» PROBLEM
Count the lines in the entries below that contain the string "shirt", and reply with that number alone.

» DATASET CONTENT
******

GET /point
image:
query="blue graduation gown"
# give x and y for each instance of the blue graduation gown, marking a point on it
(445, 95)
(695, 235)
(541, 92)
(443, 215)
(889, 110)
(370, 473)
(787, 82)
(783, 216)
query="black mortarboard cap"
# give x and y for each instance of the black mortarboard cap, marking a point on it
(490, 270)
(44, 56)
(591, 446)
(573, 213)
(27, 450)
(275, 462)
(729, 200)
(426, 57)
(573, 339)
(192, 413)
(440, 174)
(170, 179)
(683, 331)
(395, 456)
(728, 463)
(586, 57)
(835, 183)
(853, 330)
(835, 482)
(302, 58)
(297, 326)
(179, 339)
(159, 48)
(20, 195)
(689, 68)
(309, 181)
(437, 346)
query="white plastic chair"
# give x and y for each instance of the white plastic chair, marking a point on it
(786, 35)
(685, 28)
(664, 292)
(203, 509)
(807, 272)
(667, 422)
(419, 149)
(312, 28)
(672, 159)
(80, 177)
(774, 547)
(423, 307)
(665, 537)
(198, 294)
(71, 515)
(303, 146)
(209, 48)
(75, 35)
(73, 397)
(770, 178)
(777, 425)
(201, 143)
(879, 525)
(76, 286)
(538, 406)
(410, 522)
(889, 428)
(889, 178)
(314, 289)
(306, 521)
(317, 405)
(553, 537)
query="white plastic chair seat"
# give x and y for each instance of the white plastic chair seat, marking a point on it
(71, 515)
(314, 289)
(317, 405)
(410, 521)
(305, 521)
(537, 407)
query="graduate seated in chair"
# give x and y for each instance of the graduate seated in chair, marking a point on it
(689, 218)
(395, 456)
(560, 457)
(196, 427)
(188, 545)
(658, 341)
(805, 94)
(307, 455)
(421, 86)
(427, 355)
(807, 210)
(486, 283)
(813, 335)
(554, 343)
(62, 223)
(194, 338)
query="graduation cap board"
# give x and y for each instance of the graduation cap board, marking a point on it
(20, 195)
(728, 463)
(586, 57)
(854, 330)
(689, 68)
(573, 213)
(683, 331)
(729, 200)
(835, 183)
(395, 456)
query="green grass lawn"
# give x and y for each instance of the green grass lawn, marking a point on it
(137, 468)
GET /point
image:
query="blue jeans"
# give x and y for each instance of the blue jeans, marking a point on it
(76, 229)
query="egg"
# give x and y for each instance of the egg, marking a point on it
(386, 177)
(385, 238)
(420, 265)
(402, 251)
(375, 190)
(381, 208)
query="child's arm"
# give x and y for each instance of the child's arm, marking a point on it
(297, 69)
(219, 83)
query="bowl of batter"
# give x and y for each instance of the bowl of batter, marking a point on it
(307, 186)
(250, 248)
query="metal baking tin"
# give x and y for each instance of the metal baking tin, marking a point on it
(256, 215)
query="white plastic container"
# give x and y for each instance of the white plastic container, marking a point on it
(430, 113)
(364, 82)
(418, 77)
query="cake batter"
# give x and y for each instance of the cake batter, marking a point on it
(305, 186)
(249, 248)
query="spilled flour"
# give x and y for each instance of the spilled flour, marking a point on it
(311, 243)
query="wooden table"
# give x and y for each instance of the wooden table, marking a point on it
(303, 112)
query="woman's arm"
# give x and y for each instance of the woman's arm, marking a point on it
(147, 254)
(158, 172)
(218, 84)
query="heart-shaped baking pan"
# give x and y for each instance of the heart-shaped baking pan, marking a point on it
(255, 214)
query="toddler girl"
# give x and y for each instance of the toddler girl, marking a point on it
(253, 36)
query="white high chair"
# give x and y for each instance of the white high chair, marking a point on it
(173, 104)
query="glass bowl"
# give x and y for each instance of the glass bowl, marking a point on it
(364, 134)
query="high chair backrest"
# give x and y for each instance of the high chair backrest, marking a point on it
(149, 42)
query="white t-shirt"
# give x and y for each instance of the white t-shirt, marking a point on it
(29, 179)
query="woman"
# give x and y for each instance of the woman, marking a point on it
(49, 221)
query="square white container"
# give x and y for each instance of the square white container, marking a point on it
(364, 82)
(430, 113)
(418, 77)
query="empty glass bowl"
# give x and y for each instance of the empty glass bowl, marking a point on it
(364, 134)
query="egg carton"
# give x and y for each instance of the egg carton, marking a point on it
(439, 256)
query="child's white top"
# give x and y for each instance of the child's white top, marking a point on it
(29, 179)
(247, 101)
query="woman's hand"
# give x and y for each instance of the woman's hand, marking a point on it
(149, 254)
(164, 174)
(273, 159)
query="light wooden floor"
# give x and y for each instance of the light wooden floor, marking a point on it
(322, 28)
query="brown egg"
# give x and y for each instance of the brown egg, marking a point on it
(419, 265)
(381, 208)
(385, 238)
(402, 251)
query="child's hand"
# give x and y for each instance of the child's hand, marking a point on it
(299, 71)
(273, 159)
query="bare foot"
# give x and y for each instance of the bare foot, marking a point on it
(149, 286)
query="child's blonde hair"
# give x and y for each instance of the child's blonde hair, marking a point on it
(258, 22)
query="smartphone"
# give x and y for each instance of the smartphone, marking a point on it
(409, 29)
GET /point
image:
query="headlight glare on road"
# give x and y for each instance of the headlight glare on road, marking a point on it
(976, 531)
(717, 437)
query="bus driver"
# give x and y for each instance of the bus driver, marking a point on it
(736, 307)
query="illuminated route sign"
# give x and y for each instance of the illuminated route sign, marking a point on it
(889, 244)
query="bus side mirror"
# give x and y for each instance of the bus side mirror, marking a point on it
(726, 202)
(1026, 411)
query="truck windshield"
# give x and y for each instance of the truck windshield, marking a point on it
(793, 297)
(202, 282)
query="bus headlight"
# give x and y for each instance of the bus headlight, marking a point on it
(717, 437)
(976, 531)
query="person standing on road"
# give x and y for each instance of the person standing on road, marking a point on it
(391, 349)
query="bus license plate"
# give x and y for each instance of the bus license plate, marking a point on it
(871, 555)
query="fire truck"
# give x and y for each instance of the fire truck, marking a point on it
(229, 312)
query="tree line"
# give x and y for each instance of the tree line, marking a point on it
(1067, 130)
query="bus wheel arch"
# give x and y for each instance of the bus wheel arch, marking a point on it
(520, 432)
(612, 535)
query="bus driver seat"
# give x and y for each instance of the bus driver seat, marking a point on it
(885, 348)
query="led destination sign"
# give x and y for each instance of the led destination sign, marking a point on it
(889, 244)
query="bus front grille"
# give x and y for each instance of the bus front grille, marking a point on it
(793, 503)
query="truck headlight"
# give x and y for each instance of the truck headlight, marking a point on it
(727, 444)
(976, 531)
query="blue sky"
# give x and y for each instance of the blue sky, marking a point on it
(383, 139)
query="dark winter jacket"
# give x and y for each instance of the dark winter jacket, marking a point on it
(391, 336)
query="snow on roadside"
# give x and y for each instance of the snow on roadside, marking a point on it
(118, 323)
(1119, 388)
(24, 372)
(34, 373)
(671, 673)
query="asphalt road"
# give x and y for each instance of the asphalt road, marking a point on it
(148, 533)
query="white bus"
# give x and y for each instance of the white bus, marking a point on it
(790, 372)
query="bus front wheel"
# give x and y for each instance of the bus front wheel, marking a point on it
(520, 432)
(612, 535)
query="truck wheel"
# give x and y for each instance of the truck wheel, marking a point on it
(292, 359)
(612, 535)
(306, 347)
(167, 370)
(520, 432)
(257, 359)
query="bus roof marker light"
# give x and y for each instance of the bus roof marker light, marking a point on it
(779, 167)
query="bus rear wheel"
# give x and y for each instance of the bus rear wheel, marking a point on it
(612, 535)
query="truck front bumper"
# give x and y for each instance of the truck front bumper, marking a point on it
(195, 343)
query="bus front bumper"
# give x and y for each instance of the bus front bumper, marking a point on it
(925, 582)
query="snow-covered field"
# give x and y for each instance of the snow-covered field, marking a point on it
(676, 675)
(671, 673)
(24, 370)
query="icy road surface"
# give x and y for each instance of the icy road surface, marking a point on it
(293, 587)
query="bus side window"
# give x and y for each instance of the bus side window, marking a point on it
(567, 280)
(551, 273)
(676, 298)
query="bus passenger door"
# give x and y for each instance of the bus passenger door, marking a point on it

******

» FINISHED TASK
2